## Stated problem
Give back the line where "Practice step: point out every instance of the horse's belly" appears and all the lines after it until the listing ends, unchanged and with nothing else.

## Input rows
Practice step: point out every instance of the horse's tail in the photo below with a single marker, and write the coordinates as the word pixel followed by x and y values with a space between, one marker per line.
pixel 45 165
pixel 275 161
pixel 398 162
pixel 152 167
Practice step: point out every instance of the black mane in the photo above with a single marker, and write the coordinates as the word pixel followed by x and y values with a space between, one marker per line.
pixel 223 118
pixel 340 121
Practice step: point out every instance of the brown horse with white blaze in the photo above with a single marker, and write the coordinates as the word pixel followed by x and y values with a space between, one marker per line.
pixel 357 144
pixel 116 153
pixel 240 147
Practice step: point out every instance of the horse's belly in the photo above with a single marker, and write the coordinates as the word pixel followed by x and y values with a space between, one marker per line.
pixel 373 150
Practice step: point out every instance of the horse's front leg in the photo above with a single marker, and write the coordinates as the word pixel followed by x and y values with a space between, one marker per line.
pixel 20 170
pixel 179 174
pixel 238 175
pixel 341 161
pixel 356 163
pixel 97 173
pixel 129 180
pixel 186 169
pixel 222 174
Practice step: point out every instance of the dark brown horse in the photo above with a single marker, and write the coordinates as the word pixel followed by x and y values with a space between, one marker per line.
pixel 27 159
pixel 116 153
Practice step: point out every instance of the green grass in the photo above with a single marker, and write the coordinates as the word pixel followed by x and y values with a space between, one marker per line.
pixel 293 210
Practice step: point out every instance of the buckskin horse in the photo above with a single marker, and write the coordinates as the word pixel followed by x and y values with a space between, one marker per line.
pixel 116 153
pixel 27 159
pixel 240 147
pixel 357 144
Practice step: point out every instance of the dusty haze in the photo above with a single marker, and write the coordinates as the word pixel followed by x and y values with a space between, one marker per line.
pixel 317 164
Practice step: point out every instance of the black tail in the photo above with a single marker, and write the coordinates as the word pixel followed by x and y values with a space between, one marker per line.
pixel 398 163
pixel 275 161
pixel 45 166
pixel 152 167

## Exercise response
Practice step: point out every instance of the horse's belly in the photo above with a single marker, and write the coordinates as the word pixel followed by x and y values with a space between, one marker per line.
pixel 373 150
Practice step: point out every instance of the horse's front leg in the photo above with a single marker, and write the coordinates as the word pixel followed by x and y values with a space between, one marker per line.
pixel 20 170
pixel 179 174
pixel 238 175
pixel 341 161
pixel 356 163
pixel 97 173
pixel 129 180
pixel 186 169
pixel 222 174
Practice step: point out every instance of the dark brown horse in the photo above with a single marker, and write the coordinates as the word pixel followed by x and y values with a space between, one marker per line.
pixel 27 159
pixel 116 153
Practice step: point out every instance of the green grass in the photo above with a single marker, and write the coordinates as the word pixel followed by x and y values with a space between, one marker per line.
pixel 293 210
Practice step: point out every instance of the buckskin horse in the photo above with a single marker, and write the coordinates as the word pixel followed by x and y values with a space between, one marker per line.
pixel 116 153
pixel 27 159
pixel 240 147
pixel 357 144
Practice step: point out every instance of the dusty haze in the photo above with a single marker, and write the coordinates as the word pixel followed by x and y values with a space between, one marker per line.
pixel 317 164
Practice step: point out every instance of the black tail in the photo above with a single marker, and write the coordinates as the word pixel followed by x and y values with a space between, one marker per line.
pixel 398 163
pixel 275 161
pixel 45 166
pixel 152 167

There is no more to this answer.